What to produce: Write the next part of the passage below on the humoral immune response to SARS-CoV-2 in Iceland, picking up after its last sentence.

Passage for review:
····················

Sep 2, 2020

Humoral Immune Response to SARS-CoV-2 in Iceland

Posted by in category: biotech/medical

Severe acute respiratory syndrome coronavirus 2 (SARS-CoV-2), causing coronavirus disease 2019 (Covid-19), emerged in December 2019.1 Seroconversion of most patients with Covid-19 occurs between 7 and 14 days after diagnosis.2,3 A study of 61,000 persons in Spain showed that 5% of the population had formed antibodies against the spike and nucleoproteins and that approximately one third of infected persons were asymptomatic.4 It was suggested that a substantial fraction of those infected become antibody-negative early in the convalescence period.5 Several studies have reported a higher prevalence4 and levels3,5 of SARS-CoV-2 antibodies in severely ill patients than in those with no or mild symptoms.

····················

Data provided:

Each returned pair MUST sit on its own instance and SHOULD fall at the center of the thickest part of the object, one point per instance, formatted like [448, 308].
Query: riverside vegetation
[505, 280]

····················

Exercise answer:
The infection fatality risk of SARS-CoV-2 is difficult to estimate because the total number of diagnosed and undiagnosed cases is needed as the denominator. The infection fatality risk was reported as 0.4% in a small German town after carnival festivities,6 0.6% on the Diamond Princess cruise ship,7 and 0.66% in China.8

Well-validated serologic assays for SARS-CoV-2 are urgently needed. Several small comparative studies of commercial SARS-CoV-2 antibody assays have been published.9–12 A highly specific assay is required for screening populations with a low seroprevalence, such as that in Iceland.